The problem: Look below for the line containing "Please identify the twig". Output it and each remaining line of the entries exactly, and nothing else.

Recorded information Block Start

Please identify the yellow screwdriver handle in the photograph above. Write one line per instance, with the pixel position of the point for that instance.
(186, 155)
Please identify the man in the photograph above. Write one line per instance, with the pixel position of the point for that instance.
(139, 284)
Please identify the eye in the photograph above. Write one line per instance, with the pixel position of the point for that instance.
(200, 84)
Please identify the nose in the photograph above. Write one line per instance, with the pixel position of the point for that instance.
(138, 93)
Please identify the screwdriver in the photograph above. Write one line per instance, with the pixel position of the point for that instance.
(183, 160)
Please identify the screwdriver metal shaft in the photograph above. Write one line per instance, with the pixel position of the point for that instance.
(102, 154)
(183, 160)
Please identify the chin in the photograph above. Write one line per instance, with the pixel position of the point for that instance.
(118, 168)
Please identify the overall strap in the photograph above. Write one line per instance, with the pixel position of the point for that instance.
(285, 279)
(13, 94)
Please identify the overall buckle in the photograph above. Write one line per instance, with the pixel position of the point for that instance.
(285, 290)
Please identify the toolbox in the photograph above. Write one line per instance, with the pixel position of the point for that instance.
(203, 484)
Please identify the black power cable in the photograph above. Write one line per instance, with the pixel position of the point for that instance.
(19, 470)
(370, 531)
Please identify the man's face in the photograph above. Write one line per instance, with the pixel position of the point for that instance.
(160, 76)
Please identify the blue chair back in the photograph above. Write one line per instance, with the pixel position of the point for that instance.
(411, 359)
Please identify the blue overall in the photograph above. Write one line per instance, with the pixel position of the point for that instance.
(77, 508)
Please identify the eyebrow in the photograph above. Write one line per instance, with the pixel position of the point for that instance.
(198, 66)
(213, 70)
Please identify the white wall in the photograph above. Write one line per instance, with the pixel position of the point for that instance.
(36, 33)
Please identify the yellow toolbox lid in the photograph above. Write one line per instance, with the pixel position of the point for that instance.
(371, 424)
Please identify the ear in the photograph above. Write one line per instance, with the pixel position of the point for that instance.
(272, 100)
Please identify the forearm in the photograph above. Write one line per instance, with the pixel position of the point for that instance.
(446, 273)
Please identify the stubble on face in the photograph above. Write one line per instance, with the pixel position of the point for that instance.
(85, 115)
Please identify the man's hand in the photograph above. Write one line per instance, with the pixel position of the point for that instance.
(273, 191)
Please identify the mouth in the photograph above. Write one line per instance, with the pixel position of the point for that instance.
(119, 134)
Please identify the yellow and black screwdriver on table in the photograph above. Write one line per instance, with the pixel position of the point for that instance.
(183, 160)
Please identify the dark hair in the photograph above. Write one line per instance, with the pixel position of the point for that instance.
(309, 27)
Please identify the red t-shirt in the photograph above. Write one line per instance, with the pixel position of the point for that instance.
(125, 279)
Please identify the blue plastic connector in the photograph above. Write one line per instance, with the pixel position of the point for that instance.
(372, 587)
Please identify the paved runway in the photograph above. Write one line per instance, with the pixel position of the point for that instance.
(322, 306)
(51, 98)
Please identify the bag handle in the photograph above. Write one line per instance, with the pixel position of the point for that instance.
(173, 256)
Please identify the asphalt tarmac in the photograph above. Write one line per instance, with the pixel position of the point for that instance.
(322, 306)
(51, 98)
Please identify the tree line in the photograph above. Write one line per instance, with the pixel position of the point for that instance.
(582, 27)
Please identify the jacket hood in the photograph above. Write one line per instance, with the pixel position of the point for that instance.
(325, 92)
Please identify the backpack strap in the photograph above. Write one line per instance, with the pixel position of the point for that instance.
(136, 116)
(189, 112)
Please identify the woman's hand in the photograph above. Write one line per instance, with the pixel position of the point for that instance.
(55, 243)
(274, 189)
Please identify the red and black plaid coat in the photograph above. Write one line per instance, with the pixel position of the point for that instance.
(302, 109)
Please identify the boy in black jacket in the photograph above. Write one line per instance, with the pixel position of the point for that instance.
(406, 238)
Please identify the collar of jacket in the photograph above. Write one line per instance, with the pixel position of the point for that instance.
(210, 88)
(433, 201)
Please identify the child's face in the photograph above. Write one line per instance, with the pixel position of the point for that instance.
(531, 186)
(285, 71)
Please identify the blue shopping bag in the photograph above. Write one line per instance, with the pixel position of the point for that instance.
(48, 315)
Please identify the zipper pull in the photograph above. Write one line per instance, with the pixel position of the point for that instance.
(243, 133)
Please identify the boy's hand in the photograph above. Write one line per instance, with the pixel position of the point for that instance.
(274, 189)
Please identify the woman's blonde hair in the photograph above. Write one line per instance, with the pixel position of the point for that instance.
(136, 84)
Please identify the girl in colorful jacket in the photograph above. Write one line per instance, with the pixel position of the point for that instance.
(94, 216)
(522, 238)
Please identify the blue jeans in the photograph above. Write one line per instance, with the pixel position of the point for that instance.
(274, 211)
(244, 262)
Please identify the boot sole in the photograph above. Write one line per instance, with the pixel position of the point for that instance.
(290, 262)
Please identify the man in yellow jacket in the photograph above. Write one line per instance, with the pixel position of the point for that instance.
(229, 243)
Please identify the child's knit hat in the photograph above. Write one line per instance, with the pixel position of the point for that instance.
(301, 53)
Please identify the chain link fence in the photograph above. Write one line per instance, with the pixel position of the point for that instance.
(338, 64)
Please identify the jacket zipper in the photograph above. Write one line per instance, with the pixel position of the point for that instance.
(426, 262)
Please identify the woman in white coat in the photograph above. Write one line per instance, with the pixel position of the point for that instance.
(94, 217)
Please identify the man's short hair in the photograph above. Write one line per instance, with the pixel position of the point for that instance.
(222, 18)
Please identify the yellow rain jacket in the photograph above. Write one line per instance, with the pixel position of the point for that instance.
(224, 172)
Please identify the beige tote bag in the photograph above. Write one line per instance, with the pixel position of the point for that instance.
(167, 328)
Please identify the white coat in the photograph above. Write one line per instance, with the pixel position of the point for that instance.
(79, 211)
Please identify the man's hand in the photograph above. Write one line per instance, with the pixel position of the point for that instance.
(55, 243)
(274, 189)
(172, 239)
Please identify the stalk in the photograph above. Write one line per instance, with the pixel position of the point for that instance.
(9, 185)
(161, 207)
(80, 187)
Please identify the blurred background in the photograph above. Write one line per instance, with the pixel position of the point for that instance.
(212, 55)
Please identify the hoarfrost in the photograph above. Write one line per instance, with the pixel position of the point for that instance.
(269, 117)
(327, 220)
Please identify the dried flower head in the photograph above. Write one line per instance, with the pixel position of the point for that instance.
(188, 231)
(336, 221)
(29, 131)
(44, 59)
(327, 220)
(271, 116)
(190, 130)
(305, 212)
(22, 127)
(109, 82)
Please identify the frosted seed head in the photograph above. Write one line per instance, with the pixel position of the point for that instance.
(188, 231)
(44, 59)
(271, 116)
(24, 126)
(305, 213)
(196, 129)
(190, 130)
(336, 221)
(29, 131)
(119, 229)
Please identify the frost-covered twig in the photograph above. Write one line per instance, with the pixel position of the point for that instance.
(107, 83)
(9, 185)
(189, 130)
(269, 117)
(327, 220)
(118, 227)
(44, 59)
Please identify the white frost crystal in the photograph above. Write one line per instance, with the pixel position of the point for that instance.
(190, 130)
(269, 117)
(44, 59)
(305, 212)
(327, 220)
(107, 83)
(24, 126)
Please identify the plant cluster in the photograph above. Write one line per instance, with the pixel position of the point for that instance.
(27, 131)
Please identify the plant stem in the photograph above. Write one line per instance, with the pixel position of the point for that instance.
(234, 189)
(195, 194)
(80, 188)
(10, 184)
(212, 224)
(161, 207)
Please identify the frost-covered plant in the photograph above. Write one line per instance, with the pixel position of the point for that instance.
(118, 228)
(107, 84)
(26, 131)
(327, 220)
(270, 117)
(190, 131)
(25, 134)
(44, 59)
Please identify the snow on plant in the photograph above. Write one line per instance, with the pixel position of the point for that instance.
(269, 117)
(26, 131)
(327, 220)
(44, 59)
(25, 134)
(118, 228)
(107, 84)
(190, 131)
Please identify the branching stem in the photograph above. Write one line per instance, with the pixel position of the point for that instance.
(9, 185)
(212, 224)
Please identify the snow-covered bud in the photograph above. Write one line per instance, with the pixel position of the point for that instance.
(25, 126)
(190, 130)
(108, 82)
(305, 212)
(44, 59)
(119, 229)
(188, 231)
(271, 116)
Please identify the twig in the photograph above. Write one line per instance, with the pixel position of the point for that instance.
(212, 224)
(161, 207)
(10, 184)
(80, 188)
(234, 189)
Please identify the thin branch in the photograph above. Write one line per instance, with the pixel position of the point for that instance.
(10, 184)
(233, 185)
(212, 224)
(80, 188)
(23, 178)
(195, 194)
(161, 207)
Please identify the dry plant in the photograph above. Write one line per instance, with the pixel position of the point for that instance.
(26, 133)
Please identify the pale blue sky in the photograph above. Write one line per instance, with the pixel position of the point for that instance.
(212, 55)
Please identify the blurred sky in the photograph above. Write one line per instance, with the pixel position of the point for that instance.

Recorded information Block End

Expected answer:
Please identify the twig in the photograph above. Write one line per instance, with the pixel position of the point for that instance.
(212, 224)
(161, 207)
(10, 184)
(80, 188)
(234, 189)
Please identify the thin branch in the photograph above. Write one line per instance, with the pixel position of the point for that instance.
(10, 184)
(233, 185)
(212, 224)
(80, 188)
(23, 178)
(195, 194)
(161, 207)
Please identify the dry plant in the photograph above. Write one line per instance, with the pixel position of the point for that instance.
(26, 133)
Please identify the pale blue sky in the photograph above. Write one line per instance, with the pixel position of the point for that instance.
(212, 55)
Please identify the blurred sky in the photograph above. Write one line per instance, with the pixel position of the point for that instance.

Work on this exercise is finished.